Activity => Below are records that contain pictures; transcribe the text exactly and omit the pictures.

Data excerpts:

== == ==

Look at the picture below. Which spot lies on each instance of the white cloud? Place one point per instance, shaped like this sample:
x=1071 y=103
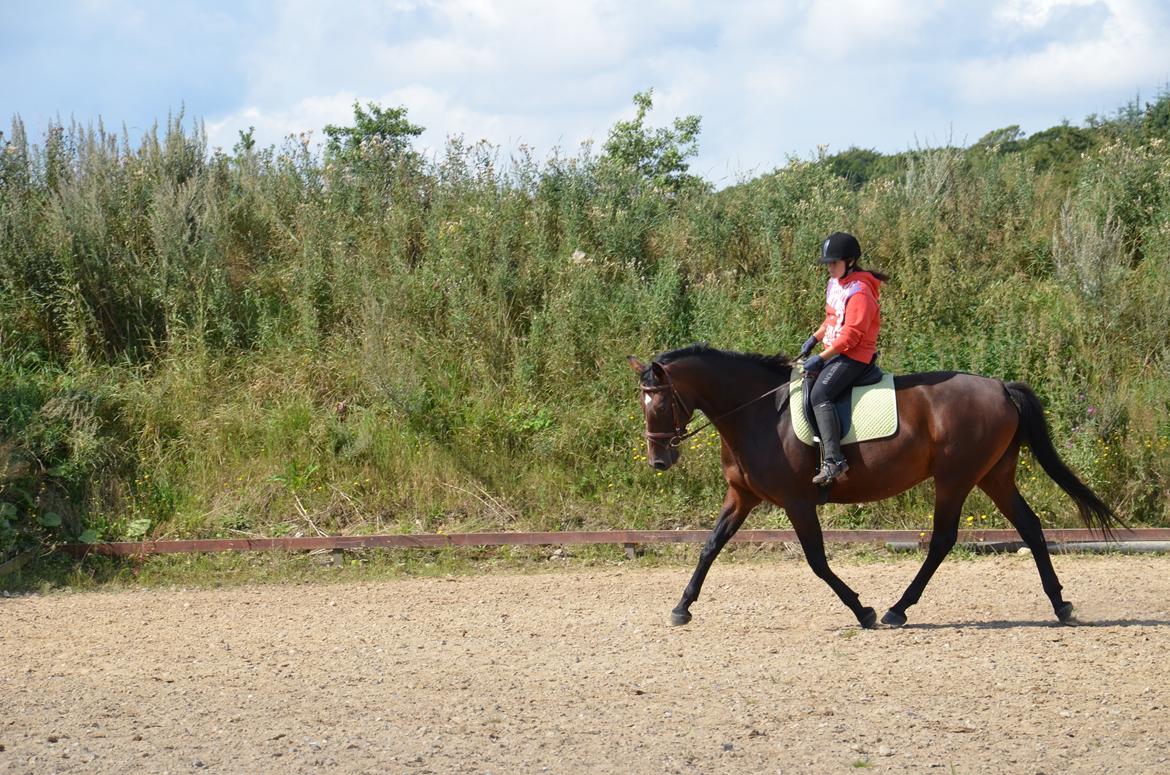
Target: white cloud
x=1031 y=14
x=769 y=79
x=1127 y=50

== == ==

Response =>
Look at the picture below. Which spot lies on each instance of the white cloud? Place one point per instance, shaped like this sample:
x=1071 y=103
Target: white cloud
x=1031 y=14
x=769 y=79
x=1127 y=50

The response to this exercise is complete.